● **Problem to solve**:
Repeat the entries verbatim.

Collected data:
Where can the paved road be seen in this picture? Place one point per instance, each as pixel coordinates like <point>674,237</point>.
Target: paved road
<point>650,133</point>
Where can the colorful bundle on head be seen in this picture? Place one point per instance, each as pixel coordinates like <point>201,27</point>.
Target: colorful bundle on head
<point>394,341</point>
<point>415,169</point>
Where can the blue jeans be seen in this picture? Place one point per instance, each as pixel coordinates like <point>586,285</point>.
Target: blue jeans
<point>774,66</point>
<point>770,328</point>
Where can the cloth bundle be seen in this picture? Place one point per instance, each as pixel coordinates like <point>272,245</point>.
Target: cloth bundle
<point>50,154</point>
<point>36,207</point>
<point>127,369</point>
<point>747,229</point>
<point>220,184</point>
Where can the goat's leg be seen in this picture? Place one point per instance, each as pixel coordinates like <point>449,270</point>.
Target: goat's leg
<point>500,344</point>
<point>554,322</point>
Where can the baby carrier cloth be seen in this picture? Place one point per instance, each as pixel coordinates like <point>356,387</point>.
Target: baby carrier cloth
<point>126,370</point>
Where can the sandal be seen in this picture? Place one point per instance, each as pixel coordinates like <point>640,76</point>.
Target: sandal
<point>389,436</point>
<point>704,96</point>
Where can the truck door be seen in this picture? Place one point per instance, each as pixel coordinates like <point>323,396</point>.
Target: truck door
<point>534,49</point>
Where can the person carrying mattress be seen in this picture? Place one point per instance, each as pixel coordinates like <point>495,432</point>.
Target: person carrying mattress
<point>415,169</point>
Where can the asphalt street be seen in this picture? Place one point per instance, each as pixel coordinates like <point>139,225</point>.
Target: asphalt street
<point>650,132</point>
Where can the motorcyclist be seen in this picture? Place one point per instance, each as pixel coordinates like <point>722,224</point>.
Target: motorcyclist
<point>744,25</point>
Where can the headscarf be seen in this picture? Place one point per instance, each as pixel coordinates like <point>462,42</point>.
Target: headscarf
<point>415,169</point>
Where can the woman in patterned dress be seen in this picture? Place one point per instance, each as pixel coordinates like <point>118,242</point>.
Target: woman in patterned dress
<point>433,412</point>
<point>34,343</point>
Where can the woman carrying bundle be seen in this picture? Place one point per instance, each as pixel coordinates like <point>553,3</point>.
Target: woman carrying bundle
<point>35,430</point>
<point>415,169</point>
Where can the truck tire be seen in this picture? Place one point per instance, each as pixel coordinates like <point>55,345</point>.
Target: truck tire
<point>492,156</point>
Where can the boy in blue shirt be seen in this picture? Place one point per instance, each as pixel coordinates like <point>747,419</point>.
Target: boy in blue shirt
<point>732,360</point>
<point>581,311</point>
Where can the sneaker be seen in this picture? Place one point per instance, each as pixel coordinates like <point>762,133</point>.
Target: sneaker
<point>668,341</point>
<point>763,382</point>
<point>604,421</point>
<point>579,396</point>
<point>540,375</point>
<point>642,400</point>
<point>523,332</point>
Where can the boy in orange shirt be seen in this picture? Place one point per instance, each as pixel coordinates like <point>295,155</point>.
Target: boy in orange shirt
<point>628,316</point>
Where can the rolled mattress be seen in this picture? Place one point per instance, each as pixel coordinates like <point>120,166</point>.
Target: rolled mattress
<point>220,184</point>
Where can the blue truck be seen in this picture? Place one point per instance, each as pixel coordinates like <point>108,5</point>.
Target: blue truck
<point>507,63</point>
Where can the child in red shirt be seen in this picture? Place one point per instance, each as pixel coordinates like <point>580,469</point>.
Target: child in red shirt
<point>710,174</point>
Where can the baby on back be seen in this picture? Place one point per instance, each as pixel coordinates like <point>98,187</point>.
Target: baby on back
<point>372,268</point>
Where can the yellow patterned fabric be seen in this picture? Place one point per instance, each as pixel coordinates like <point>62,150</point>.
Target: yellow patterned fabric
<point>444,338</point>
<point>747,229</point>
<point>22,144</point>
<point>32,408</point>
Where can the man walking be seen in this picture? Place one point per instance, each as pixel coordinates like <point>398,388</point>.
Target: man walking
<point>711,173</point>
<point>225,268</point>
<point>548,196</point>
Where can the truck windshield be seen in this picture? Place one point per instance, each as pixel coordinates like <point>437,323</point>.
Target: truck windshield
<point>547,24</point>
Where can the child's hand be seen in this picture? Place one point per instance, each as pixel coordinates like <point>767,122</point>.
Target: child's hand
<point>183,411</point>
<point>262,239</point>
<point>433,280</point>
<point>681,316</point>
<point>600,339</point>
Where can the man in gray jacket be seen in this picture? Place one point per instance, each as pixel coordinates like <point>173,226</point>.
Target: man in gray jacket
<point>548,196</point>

● **Solution**:
Where can the paved road be seen in this picture? Place one point per instance, each as pixel coordinates like <point>674,237</point>.
Target: paved road
<point>650,133</point>
Where can the colorful bundle on head be seen in this picture? Place one point per instance, each as pixel coordinates like <point>201,27</point>.
Target: colorful bundle on head
<point>394,341</point>
<point>415,169</point>
Where can the blue jeans be seen in this picture? Place one point per instance, each as pixel coordinates like <point>586,285</point>.
Target: blue jeans
<point>774,66</point>
<point>770,328</point>
Where can the cloth bundle be seen in this picture? Place one point per instance, each as pixel coordinates like <point>272,245</point>.
Target: cloth bundle
<point>50,154</point>
<point>36,207</point>
<point>127,369</point>
<point>747,229</point>
<point>220,184</point>
Where can the goat's leg be seen in this picture? Place one point per instance, each as pixel coordinates like <point>449,270</point>.
Target: goat's leg
<point>500,344</point>
<point>554,322</point>
Where can the baby carrier cloth be seen in this picture? Place one point per instance, each as pixel coordinates like <point>356,387</point>.
Target: baby carrier cloth
<point>126,370</point>
Where can the sandal be seen in this picture? Place one point per instance, each as pixel coordinates like <point>640,76</point>.
Target: sandal
<point>389,436</point>
<point>704,96</point>
Where can the truck door be seen in this picture? Place one point per instance, each as pixel coordinates like <point>323,396</point>.
Target: truck door
<point>534,49</point>
Where can the person carrying mattress be seen in this picture? Place one point per instance, each as pixel coordinates like <point>495,432</point>.
Target: person carrying mattress
<point>415,169</point>
Where can the asphalt street be seen in this picture? Place one point per instance, each as pixel coordinates like <point>139,225</point>.
Target: asphalt street
<point>650,132</point>
Where can the motorcyclist be seen in this picture? Place one point per instance, each as pixel coordinates like <point>722,224</point>.
Target: motorcyclist
<point>744,25</point>
Where can the headscarf be seen in this picture? Place one point per instance, each as pixel coordinates like <point>462,42</point>.
Target: headscarf
<point>415,169</point>
Where can the woman in patterned dress be seen in this picture? Place one point per instance, each as pixel coordinates like <point>118,242</point>.
Target: woman in patterned dress
<point>433,412</point>
<point>34,343</point>
Where can the woman carrying bundle be seen in this picture? Place one point per instance, each as pixel coordinates like <point>553,3</point>.
Target: woman carrying bundle
<point>35,430</point>
<point>415,169</point>
Where can the truck tire be seen in this picture? Place one point per instance, each as pixel coordinates like <point>55,345</point>.
Target: truck tire
<point>492,156</point>
Where can the boy in blue shirt be seen in this picture? Place one point per instance, each as pixel coordinates like <point>747,419</point>.
Target: boy in blue shirt
<point>732,360</point>
<point>581,311</point>
Where can the sneaker be seen in this picture? Place one point per instance, each as pixel coordinates like <point>762,133</point>.
Target: sneaker
<point>668,341</point>
<point>763,382</point>
<point>604,421</point>
<point>579,396</point>
<point>540,375</point>
<point>642,400</point>
<point>523,332</point>
Where can the boy in orange shirt be seen in this picture? Place one point per instance, each as pixel coordinates like <point>295,155</point>.
Target: boy in orange shirt
<point>628,316</point>
Where can the rolled mattress be seen in this picture? Place one point per instance, each as pixel coordinates like <point>120,166</point>.
Target: rolled mattress
<point>220,184</point>
Where can the blue truck be seen in this picture? Place one point per instance, each as pixel coordinates like <point>108,5</point>.
Target: blue truck
<point>507,63</point>
Where can the child in red shirt be seen in this picture? Place one point per instance, each as pixel coordinates like <point>580,469</point>.
Target: child in red shirt
<point>710,174</point>
Where can the baby on back be seen in this picture? Place one point per instance, each as pixel coordinates like <point>98,187</point>.
Target: baby on back
<point>372,268</point>
Where can the yellow patterned fabric be seen in this picture? Place one point per instance, each as pixel coordinates like <point>62,150</point>.
Target: yellow patterned fabric
<point>444,338</point>
<point>747,229</point>
<point>22,144</point>
<point>32,408</point>
Where can the man walking be seen in this picture? Place one point per instance, each as pixel coordinates like <point>398,388</point>.
Target: man walking
<point>711,173</point>
<point>225,268</point>
<point>548,196</point>
Where can the truck windshield be seen in this picture? Place one point per instance, each as pixel coordinates like <point>437,323</point>.
Target: truck windshield
<point>547,24</point>
Where can the child's hand be seen in this picture? Place one point per instance, each as pixel coordinates like <point>767,122</point>.
Target: child's hand
<point>183,411</point>
<point>262,239</point>
<point>433,280</point>
<point>681,316</point>
<point>600,339</point>
Where can the man in gray jacket be seen in this picture? Place one point per instance, each as pixel coordinates like <point>173,226</point>.
Target: man in gray jacket
<point>548,196</point>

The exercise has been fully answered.